Copy out all of the data below word for word, keeping every character unchanged.
··· Provided information
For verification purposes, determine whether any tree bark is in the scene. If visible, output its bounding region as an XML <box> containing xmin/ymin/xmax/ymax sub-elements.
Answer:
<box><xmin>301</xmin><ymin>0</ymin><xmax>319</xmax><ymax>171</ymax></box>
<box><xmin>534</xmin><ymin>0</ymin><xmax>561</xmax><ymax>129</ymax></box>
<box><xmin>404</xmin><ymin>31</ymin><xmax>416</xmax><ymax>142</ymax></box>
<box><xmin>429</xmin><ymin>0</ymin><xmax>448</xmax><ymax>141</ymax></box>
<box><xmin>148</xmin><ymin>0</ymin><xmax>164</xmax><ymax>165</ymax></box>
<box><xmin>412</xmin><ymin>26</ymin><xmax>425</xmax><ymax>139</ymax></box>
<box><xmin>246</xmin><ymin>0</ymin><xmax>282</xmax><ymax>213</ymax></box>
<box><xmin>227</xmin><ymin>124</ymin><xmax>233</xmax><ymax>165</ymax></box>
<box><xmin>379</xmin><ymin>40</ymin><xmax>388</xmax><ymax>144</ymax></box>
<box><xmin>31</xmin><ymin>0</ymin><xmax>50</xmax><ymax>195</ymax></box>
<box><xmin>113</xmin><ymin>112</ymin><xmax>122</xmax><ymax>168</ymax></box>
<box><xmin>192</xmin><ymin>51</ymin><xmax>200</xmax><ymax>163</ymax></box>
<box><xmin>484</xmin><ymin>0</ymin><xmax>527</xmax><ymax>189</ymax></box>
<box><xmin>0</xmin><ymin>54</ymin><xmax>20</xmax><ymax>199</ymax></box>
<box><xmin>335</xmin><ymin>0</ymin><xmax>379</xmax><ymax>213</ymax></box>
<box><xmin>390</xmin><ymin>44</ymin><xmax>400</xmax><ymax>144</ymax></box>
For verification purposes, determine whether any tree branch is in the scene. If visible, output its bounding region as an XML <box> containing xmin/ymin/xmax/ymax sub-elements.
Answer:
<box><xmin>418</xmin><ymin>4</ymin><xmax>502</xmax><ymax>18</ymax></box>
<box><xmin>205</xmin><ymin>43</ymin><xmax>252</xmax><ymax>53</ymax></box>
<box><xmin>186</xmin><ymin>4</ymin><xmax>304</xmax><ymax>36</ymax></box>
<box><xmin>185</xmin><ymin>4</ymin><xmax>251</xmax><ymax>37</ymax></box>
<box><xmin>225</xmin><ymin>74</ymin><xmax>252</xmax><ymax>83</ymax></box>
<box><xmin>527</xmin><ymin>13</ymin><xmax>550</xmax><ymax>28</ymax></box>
······
### Complete response
For verification purposes, determine whether any tree bark is in the scene. If visible, output its bounding region as an XML <box> containing xmin/ymin/xmax/ymax sub-elements.
Answer:
<box><xmin>301</xmin><ymin>0</ymin><xmax>319</xmax><ymax>171</ymax></box>
<box><xmin>534</xmin><ymin>0</ymin><xmax>561</xmax><ymax>129</ymax></box>
<box><xmin>404</xmin><ymin>31</ymin><xmax>416</xmax><ymax>142</ymax></box>
<box><xmin>429</xmin><ymin>0</ymin><xmax>448</xmax><ymax>141</ymax></box>
<box><xmin>148</xmin><ymin>0</ymin><xmax>164</xmax><ymax>165</ymax></box>
<box><xmin>412</xmin><ymin>26</ymin><xmax>425</xmax><ymax>139</ymax></box>
<box><xmin>246</xmin><ymin>0</ymin><xmax>282</xmax><ymax>213</ymax></box>
<box><xmin>227</xmin><ymin>124</ymin><xmax>233</xmax><ymax>165</ymax></box>
<box><xmin>379</xmin><ymin>40</ymin><xmax>388</xmax><ymax>144</ymax></box>
<box><xmin>31</xmin><ymin>0</ymin><xmax>50</xmax><ymax>195</ymax></box>
<box><xmin>113</xmin><ymin>112</ymin><xmax>122</xmax><ymax>168</ymax></box>
<box><xmin>192</xmin><ymin>51</ymin><xmax>200</xmax><ymax>163</ymax></box>
<box><xmin>484</xmin><ymin>0</ymin><xmax>527</xmax><ymax>189</ymax></box>
<box><xmin>0</xmin><ymin>54</ymin><xmax>20</xmax><ymax>199</ymax></box>
<box><xmin>335</xmin><ymin>0</ymin><xmax>379</xmax><ymax>213</ymax></box>
<box><xmin>390</xmin><ymin>44</ymin><xmax>400</xmax><ymax>144</ymax></box>
For verification purposes, determine whether any tree branch is in the scene. If visible, output its bounding region as an XML <box> containing xmin/ymin/xmax/ymax sub-elements.
Answer:
<box><xmin>418</xmin><ymin>4</ymin><xmax>502</xmax><ymax>18</ymax></box>
<box><xmin>205</xmin><ymin>43</ymin><xmax>252</xmax><ymax>53</ymax></box>
<box><xmin>186</xmin><ymin>4</ymin><xmax>304</xmax><ymax>36</ymax></box>
<box><xmin>185</xmin><ymin>4</ymin><xmax>251</xmax><ymax>37</ymax></box>
<box><xmin>225</xmin><ymin>74</ymin><xmax>252</xmax><ymax>83</ymax></box>
<box><xmin>527</xmin><ymin>13</ymin><xmax>550</xmax><ymax>28</ymax></box>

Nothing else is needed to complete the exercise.